* Brief
Rewrite the data from the line containing "Where can you spot the suit" through the end, replacing "marker" with "pin" and keeping every other word unchanged. Return only those lines.

Stored items:
————————
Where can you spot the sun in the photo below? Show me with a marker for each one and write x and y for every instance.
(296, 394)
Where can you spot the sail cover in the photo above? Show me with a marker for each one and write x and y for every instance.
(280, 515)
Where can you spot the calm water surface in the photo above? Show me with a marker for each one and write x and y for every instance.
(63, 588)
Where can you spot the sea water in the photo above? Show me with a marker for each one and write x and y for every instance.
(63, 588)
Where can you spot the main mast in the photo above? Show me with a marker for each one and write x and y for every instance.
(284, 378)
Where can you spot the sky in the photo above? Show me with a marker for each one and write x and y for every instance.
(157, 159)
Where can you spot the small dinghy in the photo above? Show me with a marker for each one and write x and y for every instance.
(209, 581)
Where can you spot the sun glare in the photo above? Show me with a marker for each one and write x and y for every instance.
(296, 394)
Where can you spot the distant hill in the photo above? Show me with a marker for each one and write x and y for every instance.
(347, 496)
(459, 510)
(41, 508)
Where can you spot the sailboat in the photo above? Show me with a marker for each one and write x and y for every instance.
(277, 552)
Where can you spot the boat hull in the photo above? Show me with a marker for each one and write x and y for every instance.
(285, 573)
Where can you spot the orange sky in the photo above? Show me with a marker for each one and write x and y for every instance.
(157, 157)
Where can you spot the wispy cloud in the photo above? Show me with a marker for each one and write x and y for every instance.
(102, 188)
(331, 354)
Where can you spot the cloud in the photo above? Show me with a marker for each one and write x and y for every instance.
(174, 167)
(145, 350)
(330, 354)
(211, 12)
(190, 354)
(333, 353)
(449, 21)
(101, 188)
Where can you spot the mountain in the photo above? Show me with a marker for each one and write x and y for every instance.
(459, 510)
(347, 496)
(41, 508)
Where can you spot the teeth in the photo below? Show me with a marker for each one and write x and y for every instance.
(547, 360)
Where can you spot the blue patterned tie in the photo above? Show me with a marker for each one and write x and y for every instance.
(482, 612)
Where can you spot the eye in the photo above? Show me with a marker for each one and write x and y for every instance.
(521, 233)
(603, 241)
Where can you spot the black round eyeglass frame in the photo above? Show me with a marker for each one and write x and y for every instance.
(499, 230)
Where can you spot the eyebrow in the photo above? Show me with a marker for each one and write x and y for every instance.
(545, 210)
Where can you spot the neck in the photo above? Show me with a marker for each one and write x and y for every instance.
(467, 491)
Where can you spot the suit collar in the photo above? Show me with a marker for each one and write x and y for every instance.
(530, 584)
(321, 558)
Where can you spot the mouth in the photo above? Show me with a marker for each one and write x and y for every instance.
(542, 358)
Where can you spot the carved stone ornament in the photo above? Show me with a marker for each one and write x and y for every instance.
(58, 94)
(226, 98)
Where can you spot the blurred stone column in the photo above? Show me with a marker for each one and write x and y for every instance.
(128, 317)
————————
* The response
Where can you spot the suit collar in the photo above? Show me with a pin for each one and write x and y for every instance.
(530, 584)
(321, 558)
Where can you spot the mouth in the photo above? Show me with a pin for each one and write x and y for every instance.
(542, 358)
Where can you spot the carved stone ornament in the photo above? Show me with a pin for each one and write x and y for every instance.
(58, 94)
(226, 98)
Where can you spot the blurred stone column in the photo above? Show me with a pin for each one and write x and y for every instance.
(128, 317)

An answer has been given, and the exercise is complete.